*EXERCISE TEXT*
= = =
Bringing AI pipelines onto cloud-HPC: setting a baseline for accuracy of COVID-19 AI diagnosis
This work addresses the need for reproducible and scalable AI pipelines in healthcare, specifically for COVID-19 diagnosis, though it is incremental in applying existing workflow management to this domain.
The authors tackled the problem of classifying COVID-19 lung lesions from CT scans by developing a universal pipeline to automate training of deep neural networks, identifying a model that achieved over 90% accuracy.
HPC is an enabling platform for AI. The introduction of AI workloads in the HPC applications basket has non-trivial consequences both on the way of designing AI applications and on the way of providing HPC computing. This is the leitmotif of the convergence between HPC and AI. The formalized definition of AI pipelines is one of the milestones of HPC-AI convergence. If well conducted, it allows, on the one hand, to obtain portable and scalable applications. On the other hand, it is crucial for the reproducibility of scientific pipelines. In this work, we advocate the StreamFlow Workflow Management System as a crucial ingredient to define a parametric pipeline, called "CLAIRE COVID-19 Universal Pipeline," which is able to explore the optimization space of methods to classify COVID-19 lung lesions from CT scans, compare them for accuracy, and therefore set a performance baseline. The universal pipeline automatizes the training of many different Deep Neural Networks (DNNs) and many different hyperparameters. It, therefore, requires a massive computing power, which is found in traditional HPC infrastructure thanks to the portability-by-design of pipelines designed with StreamFlow. Using the universal pipeline, we identified a DNN reaching over 90% accuracy in detecting COVID-19 lesions in CT scans.
= = =
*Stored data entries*
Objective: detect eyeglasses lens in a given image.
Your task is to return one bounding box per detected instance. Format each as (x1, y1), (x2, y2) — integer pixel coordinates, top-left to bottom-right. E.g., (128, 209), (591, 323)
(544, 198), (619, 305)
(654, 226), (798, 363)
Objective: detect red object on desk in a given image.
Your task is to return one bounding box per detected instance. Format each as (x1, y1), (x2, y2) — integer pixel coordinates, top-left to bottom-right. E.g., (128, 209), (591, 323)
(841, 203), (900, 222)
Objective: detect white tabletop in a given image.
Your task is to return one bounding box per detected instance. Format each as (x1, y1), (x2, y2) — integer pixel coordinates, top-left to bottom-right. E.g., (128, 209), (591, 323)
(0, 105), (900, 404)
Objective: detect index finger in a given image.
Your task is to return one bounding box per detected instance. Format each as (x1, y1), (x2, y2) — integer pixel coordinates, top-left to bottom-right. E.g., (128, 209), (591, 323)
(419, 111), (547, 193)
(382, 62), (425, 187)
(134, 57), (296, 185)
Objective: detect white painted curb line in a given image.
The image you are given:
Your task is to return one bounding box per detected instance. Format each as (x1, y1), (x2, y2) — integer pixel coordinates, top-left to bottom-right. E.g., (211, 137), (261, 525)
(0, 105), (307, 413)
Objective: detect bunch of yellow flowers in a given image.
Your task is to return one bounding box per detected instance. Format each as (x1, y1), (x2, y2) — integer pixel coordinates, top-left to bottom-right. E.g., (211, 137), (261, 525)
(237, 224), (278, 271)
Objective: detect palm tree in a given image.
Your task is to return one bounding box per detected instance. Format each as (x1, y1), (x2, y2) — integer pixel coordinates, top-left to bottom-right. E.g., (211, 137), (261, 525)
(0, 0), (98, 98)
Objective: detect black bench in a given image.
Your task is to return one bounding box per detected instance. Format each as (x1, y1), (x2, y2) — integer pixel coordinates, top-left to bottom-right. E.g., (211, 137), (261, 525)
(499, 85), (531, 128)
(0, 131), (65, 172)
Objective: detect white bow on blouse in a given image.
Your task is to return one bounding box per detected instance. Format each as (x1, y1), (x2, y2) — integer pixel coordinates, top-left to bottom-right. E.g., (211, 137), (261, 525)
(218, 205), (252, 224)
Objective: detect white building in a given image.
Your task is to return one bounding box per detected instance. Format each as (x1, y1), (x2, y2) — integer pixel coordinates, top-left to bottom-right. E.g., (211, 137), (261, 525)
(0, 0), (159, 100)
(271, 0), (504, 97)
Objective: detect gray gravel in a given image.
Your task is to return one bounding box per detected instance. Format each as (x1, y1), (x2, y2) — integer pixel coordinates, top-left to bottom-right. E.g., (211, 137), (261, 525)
= = =
*TASKS FOR THIS EXERCISE*
A) According to the COVID-19 pipeline text, which workflow management system do the authors advocate for defining their parametric pipeline?
B) Copy the COVID-19 pipeline text word for word from "The authors tackled" to "over 90% accuracy.".

*RESULTS BY TASK*
A) The StreamFlow Workflow Management System.

B)
The authors tackled the problem of classifying COVID-19 lung lesions from CT scans by developing a universal pipeline to automate training of deep neural networks, identifying a model that achieved over 90% accuracy.